(begin)

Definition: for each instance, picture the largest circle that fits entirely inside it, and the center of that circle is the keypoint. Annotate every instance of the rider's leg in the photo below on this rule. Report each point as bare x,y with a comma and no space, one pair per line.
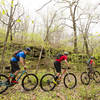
14,70
58,69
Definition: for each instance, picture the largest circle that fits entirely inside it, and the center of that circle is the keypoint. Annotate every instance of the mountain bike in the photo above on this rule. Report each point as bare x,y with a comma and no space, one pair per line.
29,81
48,83
90,74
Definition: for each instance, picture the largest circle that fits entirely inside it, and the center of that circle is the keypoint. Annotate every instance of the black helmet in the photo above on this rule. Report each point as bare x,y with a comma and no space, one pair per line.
66,53
28,49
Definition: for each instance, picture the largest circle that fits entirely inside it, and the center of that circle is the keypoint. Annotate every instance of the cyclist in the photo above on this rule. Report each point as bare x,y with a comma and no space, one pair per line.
57,63
90,63
19,56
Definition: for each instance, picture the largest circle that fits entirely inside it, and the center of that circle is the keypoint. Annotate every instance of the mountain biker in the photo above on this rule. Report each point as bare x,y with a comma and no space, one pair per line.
90,63
57,63
18,57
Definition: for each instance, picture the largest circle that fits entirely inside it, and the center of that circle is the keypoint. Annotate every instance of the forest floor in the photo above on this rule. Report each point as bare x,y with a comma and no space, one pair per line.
80,92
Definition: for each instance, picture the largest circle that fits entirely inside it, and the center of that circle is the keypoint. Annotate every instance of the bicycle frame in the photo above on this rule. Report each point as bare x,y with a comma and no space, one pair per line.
22,72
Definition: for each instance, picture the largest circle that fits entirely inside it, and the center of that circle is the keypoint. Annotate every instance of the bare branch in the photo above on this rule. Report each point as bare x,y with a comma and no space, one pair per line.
17,19
15,8
44,5
3,22
66,25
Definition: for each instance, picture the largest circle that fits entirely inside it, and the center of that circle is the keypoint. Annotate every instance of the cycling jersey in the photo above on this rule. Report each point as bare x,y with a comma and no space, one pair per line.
64,57
20,54
91,61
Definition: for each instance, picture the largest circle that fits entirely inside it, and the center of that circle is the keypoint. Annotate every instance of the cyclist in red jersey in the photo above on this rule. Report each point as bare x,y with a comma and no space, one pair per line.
57,63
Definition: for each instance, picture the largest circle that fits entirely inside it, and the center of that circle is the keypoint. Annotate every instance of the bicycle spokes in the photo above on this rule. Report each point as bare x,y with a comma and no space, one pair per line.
29,82
4,82
47,82
70,80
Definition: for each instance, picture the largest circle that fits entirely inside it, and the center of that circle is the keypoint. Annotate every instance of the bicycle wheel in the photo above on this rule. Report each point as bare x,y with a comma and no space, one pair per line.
47,82
85,79
70,80
3,83
29,82
96,76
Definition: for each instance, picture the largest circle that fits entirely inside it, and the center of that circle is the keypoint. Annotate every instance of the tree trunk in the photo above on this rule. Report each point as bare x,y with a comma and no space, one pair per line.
86,44
74,29
7,34
37,67
5,42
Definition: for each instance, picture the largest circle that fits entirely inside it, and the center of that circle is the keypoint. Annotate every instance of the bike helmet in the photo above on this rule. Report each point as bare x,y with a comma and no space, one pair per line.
66,53
28,49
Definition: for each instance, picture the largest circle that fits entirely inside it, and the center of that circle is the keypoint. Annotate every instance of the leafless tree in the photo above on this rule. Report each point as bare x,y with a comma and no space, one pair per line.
11,21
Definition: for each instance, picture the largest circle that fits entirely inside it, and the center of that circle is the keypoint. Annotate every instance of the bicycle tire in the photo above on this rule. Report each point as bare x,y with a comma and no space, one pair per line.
95,73
30,81
43,83
7,80
82,78
66,83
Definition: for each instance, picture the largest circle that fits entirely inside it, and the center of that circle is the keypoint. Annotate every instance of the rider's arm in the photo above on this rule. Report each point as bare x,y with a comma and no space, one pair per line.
66,63
22,61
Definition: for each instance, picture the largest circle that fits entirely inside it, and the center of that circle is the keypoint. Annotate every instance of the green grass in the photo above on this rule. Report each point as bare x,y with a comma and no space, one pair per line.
80,92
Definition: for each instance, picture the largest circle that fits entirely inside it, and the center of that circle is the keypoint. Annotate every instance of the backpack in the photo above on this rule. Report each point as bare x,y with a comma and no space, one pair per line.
14,55
88,62
58,56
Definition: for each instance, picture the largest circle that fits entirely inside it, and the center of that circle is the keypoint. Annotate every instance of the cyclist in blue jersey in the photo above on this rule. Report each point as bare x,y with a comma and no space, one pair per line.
18,57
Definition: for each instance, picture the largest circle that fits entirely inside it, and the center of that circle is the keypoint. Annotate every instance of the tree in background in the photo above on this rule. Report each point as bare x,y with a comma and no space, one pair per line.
12,19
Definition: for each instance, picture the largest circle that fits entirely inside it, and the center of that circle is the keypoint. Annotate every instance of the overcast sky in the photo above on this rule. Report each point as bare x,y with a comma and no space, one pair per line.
32,5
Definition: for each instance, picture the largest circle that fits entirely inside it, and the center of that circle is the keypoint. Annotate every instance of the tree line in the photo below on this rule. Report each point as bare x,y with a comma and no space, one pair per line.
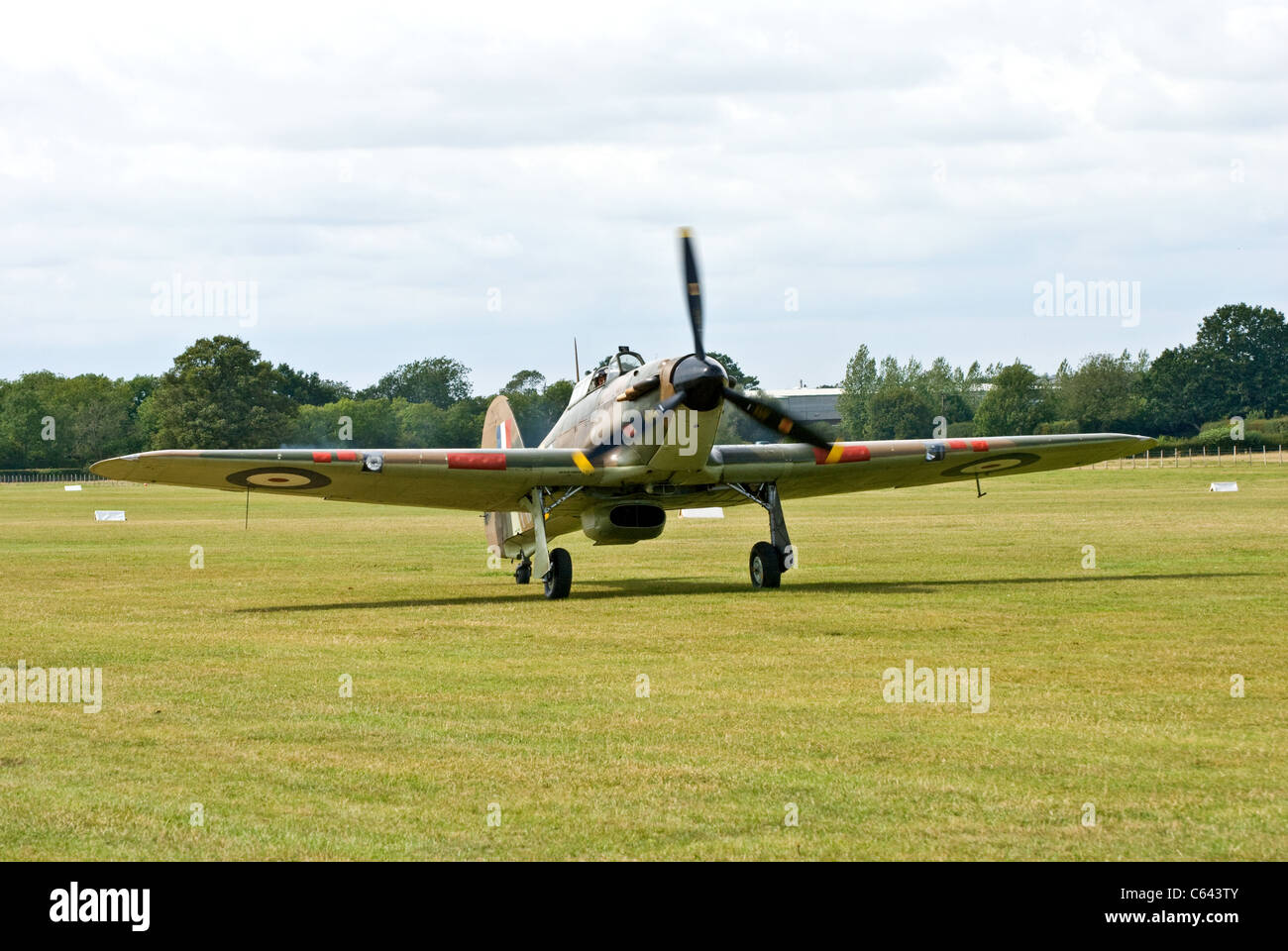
1235,368
220,393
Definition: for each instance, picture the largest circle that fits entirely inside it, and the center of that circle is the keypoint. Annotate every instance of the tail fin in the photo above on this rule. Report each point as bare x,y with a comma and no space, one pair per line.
500,431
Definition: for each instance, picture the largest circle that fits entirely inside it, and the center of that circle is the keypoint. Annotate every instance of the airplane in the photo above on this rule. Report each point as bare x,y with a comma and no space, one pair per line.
635,442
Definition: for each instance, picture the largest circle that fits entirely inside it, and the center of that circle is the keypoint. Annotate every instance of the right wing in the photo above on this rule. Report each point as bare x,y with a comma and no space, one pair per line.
475,479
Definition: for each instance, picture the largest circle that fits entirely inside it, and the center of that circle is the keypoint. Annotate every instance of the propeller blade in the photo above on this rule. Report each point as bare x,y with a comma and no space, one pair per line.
776,419
694,289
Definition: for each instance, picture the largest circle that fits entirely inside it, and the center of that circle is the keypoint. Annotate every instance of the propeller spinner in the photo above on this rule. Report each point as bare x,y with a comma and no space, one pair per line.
700,381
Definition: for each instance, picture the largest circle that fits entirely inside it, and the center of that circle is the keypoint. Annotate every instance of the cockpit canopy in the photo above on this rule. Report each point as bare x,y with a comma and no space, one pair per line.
622,363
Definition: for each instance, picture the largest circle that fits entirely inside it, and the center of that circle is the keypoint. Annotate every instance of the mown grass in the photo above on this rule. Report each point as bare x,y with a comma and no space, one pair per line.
1109,686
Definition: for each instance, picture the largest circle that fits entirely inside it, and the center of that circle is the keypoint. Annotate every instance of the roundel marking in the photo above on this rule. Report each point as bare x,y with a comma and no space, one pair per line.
999,463
278,476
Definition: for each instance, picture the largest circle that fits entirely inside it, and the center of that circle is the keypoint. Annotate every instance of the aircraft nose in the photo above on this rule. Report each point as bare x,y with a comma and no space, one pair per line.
702,380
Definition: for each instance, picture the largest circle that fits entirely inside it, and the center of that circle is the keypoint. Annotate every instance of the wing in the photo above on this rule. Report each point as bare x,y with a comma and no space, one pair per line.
855,467
475,479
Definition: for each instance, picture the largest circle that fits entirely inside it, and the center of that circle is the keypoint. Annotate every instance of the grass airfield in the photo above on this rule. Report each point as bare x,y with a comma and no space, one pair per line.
222,685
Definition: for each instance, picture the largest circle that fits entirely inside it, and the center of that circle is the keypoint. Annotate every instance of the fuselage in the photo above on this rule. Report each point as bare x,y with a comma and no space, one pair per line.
619,403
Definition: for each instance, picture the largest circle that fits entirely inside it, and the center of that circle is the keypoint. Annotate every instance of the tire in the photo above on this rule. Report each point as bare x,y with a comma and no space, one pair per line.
764,566
559,581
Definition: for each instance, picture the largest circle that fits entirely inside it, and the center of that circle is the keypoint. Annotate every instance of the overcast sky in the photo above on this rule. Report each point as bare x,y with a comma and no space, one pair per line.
489,180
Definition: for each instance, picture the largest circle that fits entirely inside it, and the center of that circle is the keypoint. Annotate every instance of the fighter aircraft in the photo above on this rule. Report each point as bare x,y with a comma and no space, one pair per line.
635,442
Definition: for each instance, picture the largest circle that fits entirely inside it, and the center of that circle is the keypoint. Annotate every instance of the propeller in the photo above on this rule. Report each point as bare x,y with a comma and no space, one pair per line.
700,382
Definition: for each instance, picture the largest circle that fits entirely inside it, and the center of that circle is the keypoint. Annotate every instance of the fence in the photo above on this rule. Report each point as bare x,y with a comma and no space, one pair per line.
48,476
1175,459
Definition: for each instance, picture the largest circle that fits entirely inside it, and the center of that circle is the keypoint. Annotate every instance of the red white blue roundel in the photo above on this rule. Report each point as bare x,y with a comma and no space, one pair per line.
278,476
1000,463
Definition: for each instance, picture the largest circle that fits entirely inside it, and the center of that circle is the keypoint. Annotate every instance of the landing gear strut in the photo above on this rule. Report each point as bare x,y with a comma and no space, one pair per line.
554,568
769,560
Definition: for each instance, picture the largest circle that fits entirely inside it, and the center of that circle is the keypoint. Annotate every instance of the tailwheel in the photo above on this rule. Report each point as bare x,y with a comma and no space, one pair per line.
765,566
559,578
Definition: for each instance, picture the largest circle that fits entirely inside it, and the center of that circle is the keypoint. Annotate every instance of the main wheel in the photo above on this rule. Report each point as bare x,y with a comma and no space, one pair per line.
559,581
765,566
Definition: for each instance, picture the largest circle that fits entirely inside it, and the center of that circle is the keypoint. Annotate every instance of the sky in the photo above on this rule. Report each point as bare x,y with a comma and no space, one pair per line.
377,183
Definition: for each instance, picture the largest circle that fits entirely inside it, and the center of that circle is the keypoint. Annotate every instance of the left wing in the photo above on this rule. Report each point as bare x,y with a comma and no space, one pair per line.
854,467
475,479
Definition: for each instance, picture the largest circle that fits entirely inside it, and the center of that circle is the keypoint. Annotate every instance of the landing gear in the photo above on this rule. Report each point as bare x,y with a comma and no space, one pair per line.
559,578
765,566
769,560
553,566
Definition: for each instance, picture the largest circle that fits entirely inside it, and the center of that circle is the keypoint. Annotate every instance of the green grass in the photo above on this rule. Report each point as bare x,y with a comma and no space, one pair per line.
1109,686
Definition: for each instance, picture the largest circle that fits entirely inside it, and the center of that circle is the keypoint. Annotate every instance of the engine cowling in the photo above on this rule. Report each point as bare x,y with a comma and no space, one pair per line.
622,523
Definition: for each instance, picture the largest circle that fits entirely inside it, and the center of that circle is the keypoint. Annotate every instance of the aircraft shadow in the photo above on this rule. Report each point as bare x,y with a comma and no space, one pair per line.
660,586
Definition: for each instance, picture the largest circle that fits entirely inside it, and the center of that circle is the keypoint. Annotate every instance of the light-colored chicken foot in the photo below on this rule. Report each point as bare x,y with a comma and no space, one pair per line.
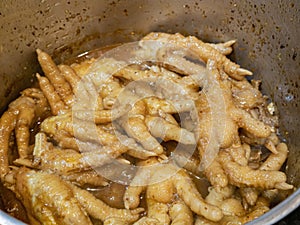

(end)

* [Task brief] Report every line in the data above that contains the word "below", copying each one in full.

* [Result for this task]
Definition: for each instance, picture the largest circle that fits entirely inside it, and the center of that circle is the keypoint. Annotate every instance of the rider's leg in the photo below on this rule. Report each point as bare x,y with a comma and no space, one pair per line.
Definition: for each instance, picture the largest circle that fits entirely inside it, and the center of that circle is the keypoint. Annotate every instance of the tree line in the photo below on this rule. Report each point as bare x,y with a comma and no space, one pair per line.
Definition: for each instance, picture the largest circle that fits entirely inside it, and the center of that circle is the keypoint. Annotate every instance of the light-colored chicken foot in the photo below on this rule. Report each point as bare x,y with a comma and no space, one pair per line.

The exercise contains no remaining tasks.